● Description of the task
All the data must come back unchanged, except that pictures are left out.

● Data provided
══════════════════════════════
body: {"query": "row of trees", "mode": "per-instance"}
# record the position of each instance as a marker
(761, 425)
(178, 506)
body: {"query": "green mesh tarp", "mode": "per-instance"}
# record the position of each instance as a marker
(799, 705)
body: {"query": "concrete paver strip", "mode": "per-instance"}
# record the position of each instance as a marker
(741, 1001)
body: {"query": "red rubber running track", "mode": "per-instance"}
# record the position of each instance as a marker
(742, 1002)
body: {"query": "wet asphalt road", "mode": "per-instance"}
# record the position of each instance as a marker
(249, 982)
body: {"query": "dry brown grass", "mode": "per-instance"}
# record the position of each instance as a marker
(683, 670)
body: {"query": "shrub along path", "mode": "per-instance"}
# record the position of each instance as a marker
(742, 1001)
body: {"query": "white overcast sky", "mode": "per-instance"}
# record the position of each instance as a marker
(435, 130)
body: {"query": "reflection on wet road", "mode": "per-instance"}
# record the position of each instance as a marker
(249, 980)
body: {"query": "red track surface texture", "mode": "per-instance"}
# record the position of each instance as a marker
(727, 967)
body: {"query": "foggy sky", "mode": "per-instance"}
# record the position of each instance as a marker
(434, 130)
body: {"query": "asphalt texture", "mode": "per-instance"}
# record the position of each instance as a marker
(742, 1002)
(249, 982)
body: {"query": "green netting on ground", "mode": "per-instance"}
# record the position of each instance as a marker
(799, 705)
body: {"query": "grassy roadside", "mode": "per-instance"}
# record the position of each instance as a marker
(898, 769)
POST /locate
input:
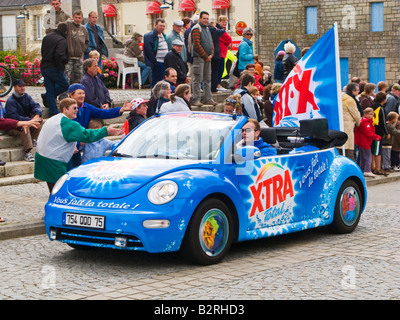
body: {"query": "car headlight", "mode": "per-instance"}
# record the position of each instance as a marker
(59, 184)
(163, 192)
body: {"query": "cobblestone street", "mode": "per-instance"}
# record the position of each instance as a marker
(308, 265)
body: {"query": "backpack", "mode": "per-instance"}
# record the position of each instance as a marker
(190, 40)
(236, 70)
(375, 120)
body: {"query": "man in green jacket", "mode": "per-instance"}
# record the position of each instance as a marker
(57, 141)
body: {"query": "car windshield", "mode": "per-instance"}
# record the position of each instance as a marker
(197, 136)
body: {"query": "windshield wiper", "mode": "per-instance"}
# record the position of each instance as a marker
(121, 155)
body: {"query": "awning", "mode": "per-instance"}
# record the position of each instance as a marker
(187, 5)
(110, 10)
(221, 4)
(153, 8)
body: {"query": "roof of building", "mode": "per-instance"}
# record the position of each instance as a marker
(20, 3)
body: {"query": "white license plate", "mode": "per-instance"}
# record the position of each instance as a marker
(84, 220)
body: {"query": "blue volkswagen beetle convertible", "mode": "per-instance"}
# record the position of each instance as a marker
(183, 181)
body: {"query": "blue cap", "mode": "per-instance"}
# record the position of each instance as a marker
(75, 87)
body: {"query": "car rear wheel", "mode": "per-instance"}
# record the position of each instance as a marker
(348, 208)
(209, 234)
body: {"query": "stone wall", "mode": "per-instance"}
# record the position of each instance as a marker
(281, 20)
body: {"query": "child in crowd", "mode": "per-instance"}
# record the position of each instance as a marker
(97, 149)
(363, 137)
(94, 54)
(233, 104)
(379, 121)
(387, 140)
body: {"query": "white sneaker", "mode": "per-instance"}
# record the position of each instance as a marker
(369, 174)
(29, 157)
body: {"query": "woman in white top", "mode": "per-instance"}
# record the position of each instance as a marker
(179, 101)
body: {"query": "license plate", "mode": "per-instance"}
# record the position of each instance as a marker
(84, 220)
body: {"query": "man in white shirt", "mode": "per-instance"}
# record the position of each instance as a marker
(155, 48)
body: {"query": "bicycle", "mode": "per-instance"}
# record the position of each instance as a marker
(6, 81)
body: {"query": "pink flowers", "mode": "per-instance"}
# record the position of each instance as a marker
(22, 67)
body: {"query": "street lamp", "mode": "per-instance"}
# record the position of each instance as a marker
(167, 4)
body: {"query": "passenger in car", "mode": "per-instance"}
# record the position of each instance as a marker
(251, 137)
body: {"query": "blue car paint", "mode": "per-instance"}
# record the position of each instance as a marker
(302, 192)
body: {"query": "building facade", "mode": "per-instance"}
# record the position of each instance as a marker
(369, 35)
(369, 30)
(124, 17)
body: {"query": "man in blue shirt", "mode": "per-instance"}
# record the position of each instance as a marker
(21, 107)
(96, 37)
(251, 137)
(96, 92)
(86, 112)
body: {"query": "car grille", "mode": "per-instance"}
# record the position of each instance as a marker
(95, 238)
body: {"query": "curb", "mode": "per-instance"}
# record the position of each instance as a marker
(26, 229)
(23, 229)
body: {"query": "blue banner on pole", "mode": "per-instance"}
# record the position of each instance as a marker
(312, 89)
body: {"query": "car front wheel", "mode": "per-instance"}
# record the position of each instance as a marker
(348, 208)
(209, 234)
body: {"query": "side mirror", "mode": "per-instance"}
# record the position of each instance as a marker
(246, 153)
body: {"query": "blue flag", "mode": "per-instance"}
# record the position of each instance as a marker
(312, 88)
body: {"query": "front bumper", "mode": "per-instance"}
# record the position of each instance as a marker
══════════════════════════════
● Full output
body: {"query": "row of trees", "mode": "per-instance"}
# record the position of each instance as a marker
(761, 425)
(178, 506)
body: {"query": "green mesh tarp", "mode": "per-instance"}
# record the position of each instance as a marker
(799, 705)
body: {"query": "concrete paver strip", "mode": "per-instance"}
# record the position of each instance as a marker
(741, 1001)
body: {"query": "red rubber running track", "mode": "per-instance"}
# record the position of each instance as a marker
(742, 1002)
body: {"query": "wet asphalt road", "mode": "per-instance"}
# record the position of each instance as a marker
(249, 982)
body: {"query": "dry brown grass", "mode": "per-instance"}
# record the position of each instance as a marker
(683, 670)
body: {"query": "shrub along path", "mode": "per-instance"}
# record the position of each instance as a marker
(742, 1001)
body: {"query": "white overcast sky", "mode": "per-instance"}
# record the position of each instance as a marker
(435, 130)
body: {"query": "reflection on wet road", "mode": "per-instance"}
# record the position of each instance as a marker
(249, 980)
body: {"query": "red track surface texture", "mode": "per-instance"}
# record the position of each instance as a marker
(727, 967)
body: {"query": "foggy sky", "mode": "per-instance"}
# record the position of each instance as a marker
(434, 130)
body: {"query": "asphalt texture", "mode": "per-instance"}
# record the position of each instance as a marker
(742, 1002)
(249, 982)
body: {"query": "green netting on ground", "mode": "per-instance"}
# record the position of each instance as a marker
(799, 705)
body: {"query": "grassy roadside", "mode": "per-instance"}
# record the position of each instance as a marker
(898, 769)
POST /locate
input:
body: {"query": "car headlight", "mode": "per-instance"}
# record the position of each instance as a marker
(59, 184)
(163, 192)
body: {"query": "cobblestone street", "mode": "per-instance"}
# record the position of each instance as a marker
(308, 265)
body: {"query": "backpack", "mode": "per-instance"}
# record the position of each instance as a marker
(190, 40)
(236, 70)
(375, 120)
body: {"query": "man in green jacket", "mode": "per-instance"}
# record the position of each instance as a marker
(57, 141)
body: {"query": "car windshield", "mode": "per-instance"}
# record the position of each instance as a marker
(197, 136)
body: {"query": "windshield wiper", "mode": "per-instance"}
# record the position of each instance as a marker
(121, 155)
body: {"query": "awning", "mode": "per-instance"}
# record the position of each instance as a marker
(187, 5)
(110, 10)
(221, 4)
(153, 8)
body: {"query": "roof of building", "mode": "per-instance"}
# record the position of each instance as a marker
(20, 3)
body: {"query": "white license plate", "mode": "per-instance"}
# record the position of each instance as a marker
(84, 220)
body: {"query": "blue volkswagen beetle convertible", "mode": "per-instance"}
# record the position of each instance as a marker
(183, 181)
body: {"query": "blue cap", "mode": "per-instance"}
# record the position of each instance as a marker
(75, 87)
body: {"query": "car rear wheel", "mode": "per-instance"}
# record the position of each instance as a marker
(348, 208)
(209, 234)
body: {"query": "stone wall", "mode": "per-instance"}
# record the position of each instance as a marker
(281, 20)
body: {"query": "child in crowd", "mode": "per-instance"}
# record the position of each instance as a marker
(97, 149)
(363, 137)
(94, 54)
(233, 104)
(379, 121)
(387, 140)
body: {"query": "white sneaker", "mode": "per-instance"}
# record the position of each instance as a marker
(369, 174)
(29, 157)
body: {"query": "woman in white top", "mode": "per-instance"}
# record the position of each instance as a marker
(179, 101)
body: {"query": "license plate", "mode": "per-instance"}
# record the position of each instance as a marker
(84, 220)
body: {"query": "man in white shirt", "mode": "per-instance"}
# record the position of each instance as a marker
(155, 48)
body: {"query": "bicycle", "mode": "per-instance"}
# record the position of each instance as a marker
(6, 81)
body: {"query": "pink flowers", "mode": "per-instance"}
# record the position of each instance as a marker
(22, 67)
body: {"query": "street lamp", "mode": "per-instance"}
# record the position of each instance as a marker
(167, 4)
body: {"query": "passenger in car", "mode": "per-instance"}
# record the position of each instance as a marker
(251, 137)
body: {"query": "blue car paint", "mode": "per-instance"}
# record the position of each instance as a marker
(302, 192)
body: {"query": "building facade", "mode": "per-instance"}
# record the position of each instance as a marker
(369, 35)
(369, 30)
(124, 17)
body: {"query": "man in blue shirt", "mode": "per-instance"}
# record the position of each instance as a marker
(21, 107)
(96, 37)
(251, 137)
(96, 92)
(86, 112)
body: {"query": "car grille", "mode": "per-instance"}
# record the position of each instance as a marker
(95, 238)
body: {"query": "curb", "mode": "per-instance"}
# record the position of each instance as a marker
(26, 229)
(23, 229)
body: {"query": "blue banner on pole", "mode": "per-instance"}
# record the position of each instance as a marker
(312, 89)
body: {"query": "car front wheel", "mode": "per-instance"}
# record the position of each instance as a marker
(348, 208)
(209, 234)
body: {"query": "side mirror", "mode": "per-instance"}
# record the position of each instance as a marker
(246, 153)
body: {"query": "blue flag", "mode": "per-instance"}
# record the position of each instance as a marker
(312, 88)
body: {"query": "front bumper", "mode": "per-instance"}
# record the position of each instance as a marker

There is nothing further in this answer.